Exercise aim>
Copy out the line containing "Task: spot one point per instance of the wall" and each line after it, through the last one in the material, exactly as written.

Position annotation records
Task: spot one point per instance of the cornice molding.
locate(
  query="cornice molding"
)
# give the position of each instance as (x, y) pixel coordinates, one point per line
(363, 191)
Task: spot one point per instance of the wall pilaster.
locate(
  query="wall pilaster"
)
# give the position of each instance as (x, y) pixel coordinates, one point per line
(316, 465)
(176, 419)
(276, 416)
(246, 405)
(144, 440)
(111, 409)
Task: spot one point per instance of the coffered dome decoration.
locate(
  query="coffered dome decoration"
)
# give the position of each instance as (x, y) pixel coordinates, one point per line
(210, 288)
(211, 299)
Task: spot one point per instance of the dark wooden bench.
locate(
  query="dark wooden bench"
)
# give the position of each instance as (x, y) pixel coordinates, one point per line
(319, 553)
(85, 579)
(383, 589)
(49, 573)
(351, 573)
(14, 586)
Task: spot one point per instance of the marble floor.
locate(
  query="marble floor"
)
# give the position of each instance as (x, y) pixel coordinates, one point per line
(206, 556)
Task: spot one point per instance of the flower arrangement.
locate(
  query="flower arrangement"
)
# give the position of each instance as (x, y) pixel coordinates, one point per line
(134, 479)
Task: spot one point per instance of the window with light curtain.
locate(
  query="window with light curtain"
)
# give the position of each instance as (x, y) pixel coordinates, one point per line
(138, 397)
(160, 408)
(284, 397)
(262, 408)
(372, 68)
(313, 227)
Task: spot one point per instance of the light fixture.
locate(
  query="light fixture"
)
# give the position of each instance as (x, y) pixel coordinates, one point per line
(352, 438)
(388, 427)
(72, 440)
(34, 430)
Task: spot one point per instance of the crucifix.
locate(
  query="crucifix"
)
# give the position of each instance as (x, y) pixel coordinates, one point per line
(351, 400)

Answer in full>
Task: spot one point per instance of the wall pilaster.
locate(
  query="wall pilaster"
)
# give the position of each instance as (x, y) pixel coordinates, one point per line
(316, 465)
(176, 419)
(276, 416)
(246, 405)
(144, 440)
(111, 409)
Task: spot one point per instance of the coffered dome decoration.
locate(
  query="coffered dome decoration"
)
# give the position of each instance as (x, y) pixel coordinates, one point per line
(210, 288)
(211, 299)
Task: spot one point per instance of the dark wooden bench.
locate(
  query="dark wooden bench"
)
# give the position of each instance as (x, y) pixel coordinates, one point per line
(319, 553)
(85, 579)
(383, 589)
(49, 573)
(351, 573)
(14, 586)
Task: spot one point per instance of the marble floor.
locate(
  query="marble floor"
)
# give the position of each instance as (x, y) pixel coordinates, one point per line
(206, 556)
Task: spot one point per instance of the flower arrangement.
locate(
  query="flower arrangement"
)
# give the position of each instance as (x, y) pixel coordinates, one point per line
(134, 479)
Task: spot one point per instance of the window with light curtain.
locate(
  query="window with light curtain"
)
# give the position of each instance as (x, y) pixel coordinates, one point per line
(138, 397)
(160, 408)
(284, 397)
(262, 408)
(372, 68)
(313, 227)
Task: spot one point per instance of the light fixture.
locate(
  query="light fixture"
)
# give the position of each instance as (x, y) pixel coordinates, one point per line
(352, 438)
(388, 427)
(72, 440)
(34, 430)
Task: spot one point per instance of the crucifix.
locate(
  query="crucifix"
)
# give the position of each instance as (x, y) pixel coordinates, one point per line
(351, 400)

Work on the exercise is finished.